── Reading text

ADIOS2

openPMD supports writing to and reading from ADIOS2 .bp files. For this, the installed copy of openPMD must have been built with support for the ADIOS2 backend. To build openPMD with support for ADIOS2, use the CMake option -DopenPMD_USE_ADIOS2=ON. For further information, check out the installation guide, build dependencies and the build options.

I/O Method and Engine Selection

ADIOS2 has several engines for alternative file formats and other kinds of backends, yet natively writes to .bp files. The openPMD API uses the File meta engine as the default file engine and the SST engine for streaming support.

The ADIOS2 engine can be selected in different ways:

Automatic detection via the selected file ending
Explicit selection of an engine by specifying the environment variable OPENPMD_ADIOS2_ENGINE (case-independent). This overrides the automatically detected engine.
Explicit selection of an engine by specifying the JSON/TOML key adios2.engine.type as a case-independent string. This overrides both previous options.

Automatic engine detection supports the following extensions:

Extension	Selected ADIOS2 Engine
`.bp`	`"file"`
`.bp4`	`"bp4"`
`.bp5`	`"bp5"`
`.sst`	`"sst"`
`.ssc`	`"ssc"`

Specifying any of these extensions will automatically activate the ADIOS2 backend. The ADIOS2 backend will create file system paths exactly as they were specified and not change file extensions. Exceptions to this are the BP3 and SST engines which require their endings .bp and .sst respectively.

For file engines, we currently leverage the default ADIOS2 transport parameters, i.e. POSIX on Unix systems and FStream on Windows.

Steps

ADIOS2 is optimized towards organizing the process of reading/writing data into IO steps. In order to activate steps, it is imperative to use the Streaming API (which can be used for either file-based or streaming-based workflows).

ADIOS2 release 2.6.0 contained a bug (fixed in ADIOS 2.7.0, see PR #2348) that disallows random-accessing steps in file-based engines. With this ADIOS2 release, files written with steps may only be read using the streaming API. In order to keep compatibility with older codes reading ADIOS2 files, step-based processing must currently be opted in to via use of the JSON parameter adios2.engine.usesteps = true when using a file-based engine such as BP3 or BP4 (usesteps).

────

Stated goal 1. In the ADIOS2 text, which CMake option builds openPMD with ADIOS2 support?
Stated goal 2. Reproduce the stretch of the ADIOS2 text from "I/O Method and" through "for streaming support.".
These items have no connection to the ADIOS2 text.

── Data listing

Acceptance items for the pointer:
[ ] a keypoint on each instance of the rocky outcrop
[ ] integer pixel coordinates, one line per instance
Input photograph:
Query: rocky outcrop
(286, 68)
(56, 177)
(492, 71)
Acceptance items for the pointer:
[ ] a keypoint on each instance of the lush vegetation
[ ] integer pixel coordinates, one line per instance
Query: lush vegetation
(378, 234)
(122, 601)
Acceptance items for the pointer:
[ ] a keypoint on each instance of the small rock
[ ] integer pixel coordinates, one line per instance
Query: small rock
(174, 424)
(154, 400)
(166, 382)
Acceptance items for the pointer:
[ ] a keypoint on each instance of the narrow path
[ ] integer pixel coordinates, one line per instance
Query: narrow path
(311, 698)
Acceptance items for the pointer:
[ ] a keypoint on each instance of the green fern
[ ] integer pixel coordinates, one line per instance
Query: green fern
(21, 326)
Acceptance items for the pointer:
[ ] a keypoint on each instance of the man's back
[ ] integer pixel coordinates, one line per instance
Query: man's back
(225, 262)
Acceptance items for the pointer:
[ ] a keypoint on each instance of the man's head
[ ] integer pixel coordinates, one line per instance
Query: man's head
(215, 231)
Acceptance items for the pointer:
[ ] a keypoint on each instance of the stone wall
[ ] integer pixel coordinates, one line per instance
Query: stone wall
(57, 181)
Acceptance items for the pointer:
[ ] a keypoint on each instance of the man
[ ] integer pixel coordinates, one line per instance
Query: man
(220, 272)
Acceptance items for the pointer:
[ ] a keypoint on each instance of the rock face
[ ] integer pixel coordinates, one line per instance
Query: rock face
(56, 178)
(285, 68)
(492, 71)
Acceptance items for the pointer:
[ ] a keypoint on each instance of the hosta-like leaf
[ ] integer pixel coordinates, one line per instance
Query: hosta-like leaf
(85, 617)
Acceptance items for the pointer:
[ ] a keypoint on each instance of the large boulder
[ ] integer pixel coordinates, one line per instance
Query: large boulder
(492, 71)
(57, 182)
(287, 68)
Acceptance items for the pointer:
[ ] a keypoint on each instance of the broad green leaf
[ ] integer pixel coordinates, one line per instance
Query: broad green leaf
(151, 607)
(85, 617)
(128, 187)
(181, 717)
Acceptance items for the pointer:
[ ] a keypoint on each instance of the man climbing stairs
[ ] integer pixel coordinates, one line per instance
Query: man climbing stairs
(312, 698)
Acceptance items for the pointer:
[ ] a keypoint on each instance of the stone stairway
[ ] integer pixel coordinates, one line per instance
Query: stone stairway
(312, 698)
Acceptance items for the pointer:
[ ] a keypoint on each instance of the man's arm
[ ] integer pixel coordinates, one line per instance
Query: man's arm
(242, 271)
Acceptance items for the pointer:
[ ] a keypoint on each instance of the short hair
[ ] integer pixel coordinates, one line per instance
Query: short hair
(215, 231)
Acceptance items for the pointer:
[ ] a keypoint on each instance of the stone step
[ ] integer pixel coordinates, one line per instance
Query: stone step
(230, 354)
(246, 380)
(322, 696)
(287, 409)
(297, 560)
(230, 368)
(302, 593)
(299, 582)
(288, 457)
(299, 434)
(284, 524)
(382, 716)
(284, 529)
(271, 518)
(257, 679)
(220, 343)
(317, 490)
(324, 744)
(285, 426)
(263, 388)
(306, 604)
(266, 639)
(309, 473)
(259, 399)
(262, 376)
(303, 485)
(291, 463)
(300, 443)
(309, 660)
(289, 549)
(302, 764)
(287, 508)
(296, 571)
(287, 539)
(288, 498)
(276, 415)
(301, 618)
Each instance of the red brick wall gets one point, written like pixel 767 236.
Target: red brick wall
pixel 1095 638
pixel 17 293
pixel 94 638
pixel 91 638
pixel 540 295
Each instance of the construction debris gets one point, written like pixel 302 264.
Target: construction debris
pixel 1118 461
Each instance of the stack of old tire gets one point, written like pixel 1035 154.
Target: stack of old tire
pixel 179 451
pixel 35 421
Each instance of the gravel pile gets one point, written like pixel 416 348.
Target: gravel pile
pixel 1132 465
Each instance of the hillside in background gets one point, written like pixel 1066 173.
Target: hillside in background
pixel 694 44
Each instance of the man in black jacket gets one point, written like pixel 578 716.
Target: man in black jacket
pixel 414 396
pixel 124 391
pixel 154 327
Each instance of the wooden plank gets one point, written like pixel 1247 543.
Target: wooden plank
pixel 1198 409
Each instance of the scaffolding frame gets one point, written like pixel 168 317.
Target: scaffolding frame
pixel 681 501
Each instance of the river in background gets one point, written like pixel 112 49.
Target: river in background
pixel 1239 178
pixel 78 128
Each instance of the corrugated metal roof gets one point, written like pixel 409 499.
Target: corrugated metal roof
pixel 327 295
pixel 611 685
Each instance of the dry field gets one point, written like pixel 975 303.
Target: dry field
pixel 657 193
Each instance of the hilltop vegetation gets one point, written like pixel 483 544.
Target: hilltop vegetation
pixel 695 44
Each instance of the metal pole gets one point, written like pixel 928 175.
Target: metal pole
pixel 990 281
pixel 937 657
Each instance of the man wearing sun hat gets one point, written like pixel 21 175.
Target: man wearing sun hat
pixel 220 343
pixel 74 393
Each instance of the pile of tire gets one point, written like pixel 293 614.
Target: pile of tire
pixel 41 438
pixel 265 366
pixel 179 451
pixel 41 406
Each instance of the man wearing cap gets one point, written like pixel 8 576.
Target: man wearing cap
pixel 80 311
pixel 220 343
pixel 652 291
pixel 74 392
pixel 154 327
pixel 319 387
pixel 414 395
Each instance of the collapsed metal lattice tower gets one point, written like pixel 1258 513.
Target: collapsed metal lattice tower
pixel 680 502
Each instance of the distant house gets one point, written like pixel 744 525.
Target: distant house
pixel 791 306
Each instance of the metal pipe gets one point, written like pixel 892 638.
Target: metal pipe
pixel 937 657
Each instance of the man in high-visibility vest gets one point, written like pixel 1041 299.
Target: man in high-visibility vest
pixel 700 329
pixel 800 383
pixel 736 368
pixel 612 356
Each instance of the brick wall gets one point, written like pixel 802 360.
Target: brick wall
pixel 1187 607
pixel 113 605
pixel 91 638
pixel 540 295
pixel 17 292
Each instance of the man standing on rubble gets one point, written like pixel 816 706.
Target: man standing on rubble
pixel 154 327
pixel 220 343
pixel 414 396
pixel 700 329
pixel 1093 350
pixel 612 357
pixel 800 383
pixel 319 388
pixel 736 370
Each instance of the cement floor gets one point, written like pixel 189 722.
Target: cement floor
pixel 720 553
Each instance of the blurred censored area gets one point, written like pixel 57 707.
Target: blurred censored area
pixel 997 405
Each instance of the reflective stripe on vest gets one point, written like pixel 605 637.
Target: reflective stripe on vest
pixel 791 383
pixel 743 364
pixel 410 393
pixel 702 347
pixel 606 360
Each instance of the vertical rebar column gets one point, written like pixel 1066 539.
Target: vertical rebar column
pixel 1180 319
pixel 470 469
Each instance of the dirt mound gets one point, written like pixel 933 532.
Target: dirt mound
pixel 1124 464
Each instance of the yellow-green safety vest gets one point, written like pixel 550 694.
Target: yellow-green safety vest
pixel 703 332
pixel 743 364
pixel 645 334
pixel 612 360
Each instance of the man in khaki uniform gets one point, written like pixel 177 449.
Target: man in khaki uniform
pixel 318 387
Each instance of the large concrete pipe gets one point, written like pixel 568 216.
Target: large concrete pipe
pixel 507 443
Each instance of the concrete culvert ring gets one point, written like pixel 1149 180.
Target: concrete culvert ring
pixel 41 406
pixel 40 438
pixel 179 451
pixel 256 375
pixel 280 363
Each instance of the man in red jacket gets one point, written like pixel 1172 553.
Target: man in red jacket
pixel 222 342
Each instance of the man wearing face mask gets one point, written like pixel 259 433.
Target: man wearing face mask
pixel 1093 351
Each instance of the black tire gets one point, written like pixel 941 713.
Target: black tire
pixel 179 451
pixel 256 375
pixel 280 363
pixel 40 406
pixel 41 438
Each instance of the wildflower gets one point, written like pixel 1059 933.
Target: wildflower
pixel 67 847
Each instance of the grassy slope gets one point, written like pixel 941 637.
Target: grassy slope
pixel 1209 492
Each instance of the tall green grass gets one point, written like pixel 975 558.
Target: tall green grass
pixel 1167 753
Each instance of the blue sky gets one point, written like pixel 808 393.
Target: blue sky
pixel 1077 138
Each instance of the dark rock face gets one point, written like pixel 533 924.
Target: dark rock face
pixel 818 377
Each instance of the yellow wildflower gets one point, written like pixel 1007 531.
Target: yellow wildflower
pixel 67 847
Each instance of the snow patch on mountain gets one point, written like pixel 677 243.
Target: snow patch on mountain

────

Reply 1. -DopenPMD_USE_ADIOS2=ON

Reply 2.
I/O Method and Engine Selection

ADIOS2 has several engines for alternative file formats and other kinds of backends, yet natively writes to .bp files. The openPMD API uses the File meta engine as the default file engine and the SST engine for streaming support.